— start of Raw data —

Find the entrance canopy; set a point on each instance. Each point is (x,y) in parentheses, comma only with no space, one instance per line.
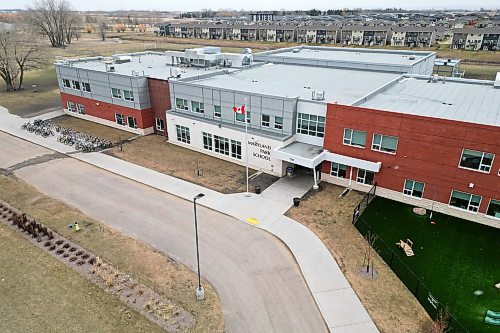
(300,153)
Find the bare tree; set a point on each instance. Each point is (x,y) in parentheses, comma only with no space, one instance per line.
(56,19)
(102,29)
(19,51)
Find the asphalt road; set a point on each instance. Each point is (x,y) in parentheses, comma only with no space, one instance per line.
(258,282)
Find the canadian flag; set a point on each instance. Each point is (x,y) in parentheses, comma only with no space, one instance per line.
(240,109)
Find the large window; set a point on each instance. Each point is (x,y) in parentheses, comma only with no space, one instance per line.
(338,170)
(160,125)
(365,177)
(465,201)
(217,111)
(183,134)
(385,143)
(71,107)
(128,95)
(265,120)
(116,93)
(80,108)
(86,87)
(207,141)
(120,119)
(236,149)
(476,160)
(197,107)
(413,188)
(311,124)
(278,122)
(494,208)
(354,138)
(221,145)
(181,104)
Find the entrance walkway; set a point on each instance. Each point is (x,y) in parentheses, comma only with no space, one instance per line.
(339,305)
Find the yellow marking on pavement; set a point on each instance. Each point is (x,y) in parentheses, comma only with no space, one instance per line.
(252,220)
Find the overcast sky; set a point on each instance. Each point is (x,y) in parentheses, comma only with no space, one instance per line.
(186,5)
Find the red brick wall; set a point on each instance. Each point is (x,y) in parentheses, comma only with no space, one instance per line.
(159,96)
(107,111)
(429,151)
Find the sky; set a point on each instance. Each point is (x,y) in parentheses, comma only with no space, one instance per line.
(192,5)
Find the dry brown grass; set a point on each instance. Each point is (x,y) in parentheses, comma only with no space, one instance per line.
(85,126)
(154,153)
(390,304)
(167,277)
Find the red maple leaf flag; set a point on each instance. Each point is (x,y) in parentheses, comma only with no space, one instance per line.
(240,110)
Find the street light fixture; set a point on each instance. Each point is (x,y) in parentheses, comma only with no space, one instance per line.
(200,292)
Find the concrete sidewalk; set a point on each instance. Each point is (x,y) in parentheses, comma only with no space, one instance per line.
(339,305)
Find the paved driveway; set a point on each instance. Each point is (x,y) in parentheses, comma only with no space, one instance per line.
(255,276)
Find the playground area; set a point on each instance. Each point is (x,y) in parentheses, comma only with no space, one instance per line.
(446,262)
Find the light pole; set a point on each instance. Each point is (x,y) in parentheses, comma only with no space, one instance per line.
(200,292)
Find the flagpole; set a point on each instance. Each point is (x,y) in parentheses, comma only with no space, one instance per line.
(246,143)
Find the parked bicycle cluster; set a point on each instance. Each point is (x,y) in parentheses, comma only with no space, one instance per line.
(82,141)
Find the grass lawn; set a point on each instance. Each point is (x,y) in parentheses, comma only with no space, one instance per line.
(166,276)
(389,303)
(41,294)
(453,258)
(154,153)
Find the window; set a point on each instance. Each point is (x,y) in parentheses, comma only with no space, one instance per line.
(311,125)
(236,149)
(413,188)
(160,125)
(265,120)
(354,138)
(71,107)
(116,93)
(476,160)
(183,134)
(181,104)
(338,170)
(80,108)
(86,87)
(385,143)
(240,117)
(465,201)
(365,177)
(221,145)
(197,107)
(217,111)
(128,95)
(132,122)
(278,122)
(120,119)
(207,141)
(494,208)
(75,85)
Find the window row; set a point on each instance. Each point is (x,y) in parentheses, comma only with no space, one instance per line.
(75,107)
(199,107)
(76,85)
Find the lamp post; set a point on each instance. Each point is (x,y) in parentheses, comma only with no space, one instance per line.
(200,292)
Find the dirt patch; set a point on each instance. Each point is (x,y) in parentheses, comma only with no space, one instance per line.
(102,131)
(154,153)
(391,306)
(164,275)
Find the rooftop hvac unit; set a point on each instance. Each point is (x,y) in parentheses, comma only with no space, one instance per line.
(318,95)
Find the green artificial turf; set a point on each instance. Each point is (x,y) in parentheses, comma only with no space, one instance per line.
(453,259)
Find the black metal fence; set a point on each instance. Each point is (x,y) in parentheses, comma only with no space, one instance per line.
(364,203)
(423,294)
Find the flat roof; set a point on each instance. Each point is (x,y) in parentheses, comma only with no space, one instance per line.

— end of Raw data —

◆ Objective ◆
Lay out every line of the records above as a Markdown table with two columns, Row and Line, numbering the rows in order and skipping blank lines. Leave the pictures out.

◆ Solution to this exercise ◆
| Row | Line |
|---|---|
| 1 | Find the entrance canopy; set a point on each instance. Each point is (x,y) in parentheses, comma only with no space, one instance per line. |
| 2 | (300,153) |
| 3 | Find the bare tree; set a point on each instance. Each point is (x,y) in parentheses, comma only with no space, one instance per line. |
| 4 | (56,19) |
| 5 | (102,29) |
| 6 | (19,51) |
| 7 | Find the asphalt road; set a point on each instance. Each point is (x,y) in parentheses, comma only with no space, one instance per line. |
| 8 | (258,282) |
| 9 | Find the canadian flag; set a point on each instance. Each point is (x,y) in parentheses, comma only with no space, one instance per line. |
| 10 | (240,109) |
| 11 | Find the large window; set a point on each instance. Each point is (x,y) in parentheses, comma only with no space, one instance per line. |
| 12 | (338,170) |
| 13 | (160,125) |
| 14 | (365,177) |
| 15 | (465,201) |
| 16 | (217,111) |
| 17 | (183,134) |
| 18 | (385,143) |
| 19 | (71,107) |
| 20 | (128,95) |
| 21 | (265,120) |
| 22 | (116,93) |
| 23 | (80,108) |
| 24 | (86,87) |
| 25 | (207,141) |
| 26 | (120,119) |
| 27 | (236,149) |
| 28 | (476,160) |
| 29 | (197,107) |
| 30 | (413,188) |
| 31 | (311,124) |
| 32 | (278,122) |
| 33 | (494,208) |
| 34 | (354,138) |
| 35 | (221,145) |
| 36 | (181,104) |
| 37 | Find the entrance walkway; set a point on each instance. Each point is (x,y) in parentheses, comma only with no space, one instance per line. |
| 38 | (339,305) |
| 39 | Find the yellow marking on pavement; set a point on each instance. Each point is (x,y) in parentheses, comma only with no space, one instance per line. |
| 40 | (252,220) |
| 41 | Find the overcast sky; set a point on each instance. Each point is (x,y) in parentheses, comma only with no space, one instance per line. |
| 42 | (186,5) |
| 43 | Find the red brick wall; set a point on each instance. Each point is (x,y) in parentheses, comma only with no space, one instance per line. |
| 44 | (159,96) |
| 45 | (107,111) |
| 46 | (429,151) |
| 47 | Find the sky; set a point on each instance. Each point is (x,y) in parentheses, comma only with no space, one instance per line. |
| 48 | (192,5) |
| 49 | Find the dry brown grass; set a point on each instance. Each point is (x,y) in parentheses, comma only with no space, one instance per line. |
| 50 | (85,126) |
| 51 | (154,153) |
| 52 | (390,304) |
| 53 | (167,277) |
| 54 | Find the red maple leaf flag; set a point on each instance. Each point is (x,y) in parentheses, comma only with no space, one instance per line. |
| 55 | (240,110) |
| 56 | Find the street light fixture; set a point on each instance. Each point is (x,y) in parentheses, comma only with no space, one instance per line. |
| 57 | (200,292) |
| 58 | Find the concrete sidewalk; set a point on each instance. Each point is (x,y) in parentheses, comma only with no space, one instance per line. |
| 59 | (339,305) |
| 60 | Find the paved driveway; set a point on each instance. Each point is (x,y) in parentheses, comma only with no space, one instance per line. |
| 61 | (255,276) |
| 62 | Find the playground area; set a point on each instance. Each point is (x,y) in parentheses, comma only with no space, one instance per line. |
| 63 | (446,262) |
| 64 | Find the light pole; set a point on each instance. Each point is (x,y) in parentheses, comma only with no space, one instance per line. |
| 65 | (200,292) |
| 66 | Find the flagpole; set a point on each instance. Each point is (x,y) in parentheses, comma only with no space, one instance per line. |
| 67 | (246,143) |
| 68 | Find the parked bicycle cluster; set a point on each instance. Each point is (x,y) in parentheses, comma only with no space, one instance per line. |
| 69 | (82,141) |
| 70 | Find the grass lawn; set a point on each instance. Each point is (x,y) in parentheses, comma only with no space, one instance per line. |
| 71 | (166,276) |
| 72 | (389,303) |
| 73 | (41,294) |
| 74 | (453,258) |
| 75 | (154,153) |
| 76 | Find the window; set a point on each instance. Each point is (x,y) in parentheses, comma only with no space, one instance per line. |
| 77 | (311,125) |
| 78 | (236,149) |
| 79 | (413,188) |
| 80 | (160,125) |
| 81 | (265,120) |
| 82 | (354,138) |
| 83 | (71,107) |
| 84 | (116,93) |
| 85 | (476,160) |
| 86 | (183,134) |
| 87 | (181,104) |
| 88 | (338,170) |
| 89 | (80,108) |
| 90 | (86,87) |
| 91 | (385,143) |
| 92 | (240,117) |
| 93 | (465,201) |
| 94 | (365,177) |
| 95 | (221,145) |
| 96 | (197,107) |
| 97 | (217,111) |
| 98 | (128,95) |
| 99 | (132,122) |
| 100 | (278,122) |
| 101 | (120,119) |
| 102 | (207,141) |
| 103 | (494,208) |
| 104 | (75,85) |
| 105 | Find the window row; set a point on each instance. Each point is (x,y) in parentheses, comma only with no space, one instance per line. |
| 106 | (75,107) |
| 107 | (199,107) |
| 108 | (76,85) |
| 109 | Find the lamp post; set a point on each instance. Each point is (x,y) in parentheses, comma only with no space, one instance per line. |
| 110 | (200,292) |
| 111 | Find the dirt patch; set a point on each instance. Each point is (x,y) in parentheses, comma only with no space, one instance per line. |
| 112 | (102,131) |
| 113 | (154,153) |
| 114 | (391,306) |
| 115 | (164,275) |
| 116 | Find the rooftop hvac unit; set a point on each instance. Each point is (x,y) in parentheses, comma only with no space, one instance per line. |
| 117 | (318,95) |
| 118 | Find the green artificial turf; set a point on each instance. Each point is (x,y) in parentheses, comma only with no space, one instance per line. |
| 119 | (453,259) |
| 120 | Find the black metal fence; set a point on each instance. Each point is (x,y) in parentheses, comma only with no space, one instance per line. |
| 121 | (364,203) |
| 122 | (423,294) |
| 123 | Find the flat roof; set a point on each instance. Each point is (x,y) in parentheses, comma only with no space, one instance per line. |